--- Start of Task inputs ---

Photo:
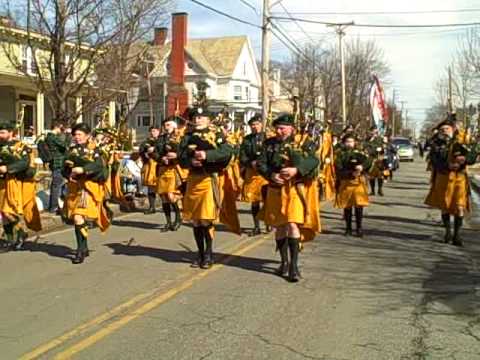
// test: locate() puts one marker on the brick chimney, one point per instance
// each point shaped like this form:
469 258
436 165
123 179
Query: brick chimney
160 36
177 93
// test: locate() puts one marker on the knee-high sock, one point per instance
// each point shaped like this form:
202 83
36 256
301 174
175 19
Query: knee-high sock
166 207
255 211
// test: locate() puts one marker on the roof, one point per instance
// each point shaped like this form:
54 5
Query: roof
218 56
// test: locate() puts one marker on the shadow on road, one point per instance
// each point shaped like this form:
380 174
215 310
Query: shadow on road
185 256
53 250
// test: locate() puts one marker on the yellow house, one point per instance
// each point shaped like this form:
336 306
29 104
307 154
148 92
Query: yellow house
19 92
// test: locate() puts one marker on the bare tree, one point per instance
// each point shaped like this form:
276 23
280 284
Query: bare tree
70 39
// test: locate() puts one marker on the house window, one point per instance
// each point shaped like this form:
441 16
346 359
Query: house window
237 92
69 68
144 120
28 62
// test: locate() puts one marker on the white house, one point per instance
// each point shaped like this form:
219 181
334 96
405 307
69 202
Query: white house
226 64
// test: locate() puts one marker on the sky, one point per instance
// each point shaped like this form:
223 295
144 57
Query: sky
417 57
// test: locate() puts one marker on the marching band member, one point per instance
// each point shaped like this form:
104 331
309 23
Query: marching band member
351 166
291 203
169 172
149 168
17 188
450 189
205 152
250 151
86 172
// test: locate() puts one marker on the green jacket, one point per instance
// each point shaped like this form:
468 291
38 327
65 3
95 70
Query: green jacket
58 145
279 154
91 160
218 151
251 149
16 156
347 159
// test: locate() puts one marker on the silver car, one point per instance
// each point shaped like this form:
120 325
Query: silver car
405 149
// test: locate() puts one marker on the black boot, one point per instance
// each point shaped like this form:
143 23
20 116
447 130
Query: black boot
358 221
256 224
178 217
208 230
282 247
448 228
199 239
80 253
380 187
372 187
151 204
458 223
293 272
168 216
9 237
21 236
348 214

--- End of Task inputs ---
--- Start of Task inputs ---

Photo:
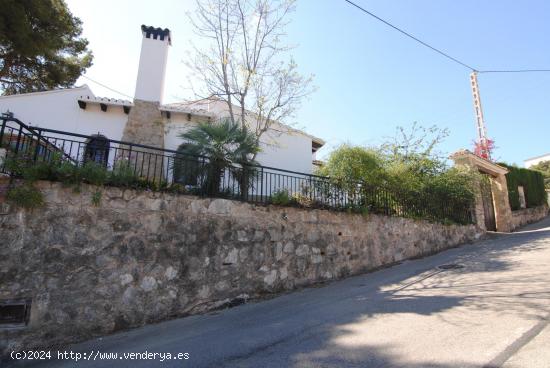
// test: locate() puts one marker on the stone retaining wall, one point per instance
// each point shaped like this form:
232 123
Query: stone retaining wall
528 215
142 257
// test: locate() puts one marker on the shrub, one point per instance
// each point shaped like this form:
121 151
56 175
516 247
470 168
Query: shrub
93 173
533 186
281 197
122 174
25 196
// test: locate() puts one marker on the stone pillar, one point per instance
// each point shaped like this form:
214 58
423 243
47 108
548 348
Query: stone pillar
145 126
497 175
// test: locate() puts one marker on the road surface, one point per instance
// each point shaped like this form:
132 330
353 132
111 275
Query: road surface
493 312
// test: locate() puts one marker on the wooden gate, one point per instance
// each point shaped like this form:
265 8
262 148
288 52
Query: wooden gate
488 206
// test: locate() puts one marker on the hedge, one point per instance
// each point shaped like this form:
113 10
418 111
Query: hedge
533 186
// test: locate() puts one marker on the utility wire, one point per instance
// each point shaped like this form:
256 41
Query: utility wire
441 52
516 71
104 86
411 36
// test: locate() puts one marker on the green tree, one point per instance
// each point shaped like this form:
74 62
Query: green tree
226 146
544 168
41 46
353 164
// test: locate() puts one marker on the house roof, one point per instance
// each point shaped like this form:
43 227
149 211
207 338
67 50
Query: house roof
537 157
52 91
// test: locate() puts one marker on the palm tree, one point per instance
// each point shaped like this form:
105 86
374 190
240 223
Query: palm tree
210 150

--- End of Task inputs ---

What the task asks ▸ Identify and copy every line in the rows above that contains the word "pillar".

Answer for this exercise ▸
// test: locate() puts one marker on the stone pillar, one point per instance
Query: stone pillar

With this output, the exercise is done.